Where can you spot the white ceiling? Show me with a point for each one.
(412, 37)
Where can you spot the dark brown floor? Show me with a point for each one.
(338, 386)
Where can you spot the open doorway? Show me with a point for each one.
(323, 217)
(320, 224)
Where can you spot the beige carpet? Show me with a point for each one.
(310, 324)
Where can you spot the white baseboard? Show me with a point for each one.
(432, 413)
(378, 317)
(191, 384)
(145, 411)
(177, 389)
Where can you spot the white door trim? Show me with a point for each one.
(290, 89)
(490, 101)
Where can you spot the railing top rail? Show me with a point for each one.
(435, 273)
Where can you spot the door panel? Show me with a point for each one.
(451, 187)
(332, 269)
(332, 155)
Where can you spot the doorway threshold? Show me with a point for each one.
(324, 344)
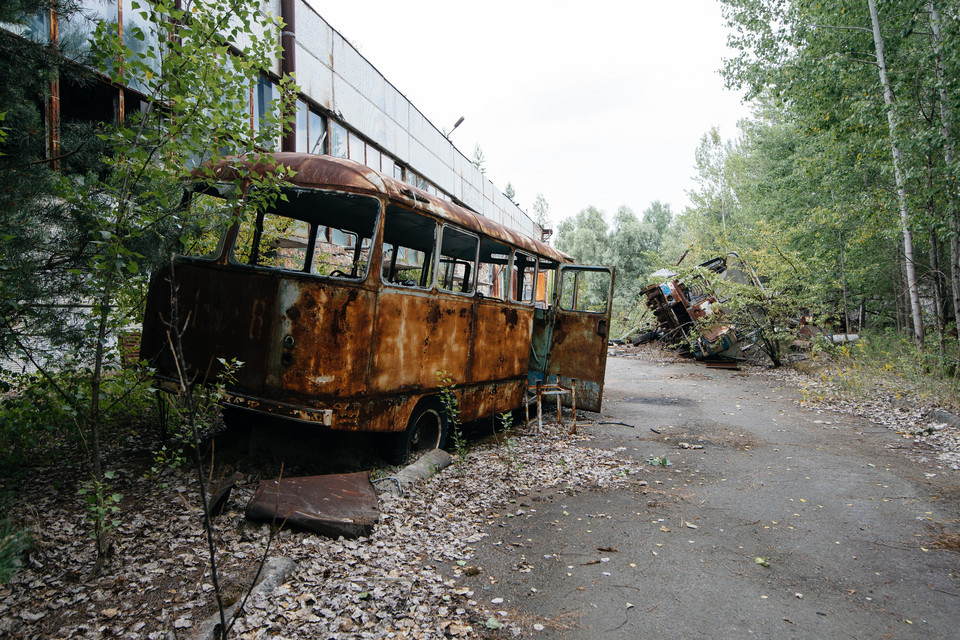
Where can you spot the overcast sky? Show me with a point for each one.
(590, 103)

» **Task statement**
Make an exact printout of the listing above, omitting the images.

» **Response to this exercise**
Where can you spot the white ceiling? Show me with a point for each one.
(412, 37)
Where can you spot the dark brown floor? Show me with a point for each one.
(338, 386)
Where can you spot the open doorway? Show me with a point for each one.
(323, 217)
(320, 224)
Where can you spot the beige carpet? Show me with a point for each one.
(310, 324)
Where can you spot the white baseboard? Show me with a point for each one.
(432, 413)
(378, 317)
(191, 384)
(145, 411)
(177, 389)
Where can you spot the white door trim? Show me with a point for each one.
(290, 89)
(490, 101)
Where can you spot the railing top rail? Show me with a point for each one.
(435, 273)
Where can you spot the door panel? Show me with a point for each one.
(451, 187)
(332, 269)
(332, 155)
Where can you spot the doorway threshold? Show me with a point for each one.
(324, 344)
Where can you spot the overcast sky? Show me with a point for each one.
(590, 103)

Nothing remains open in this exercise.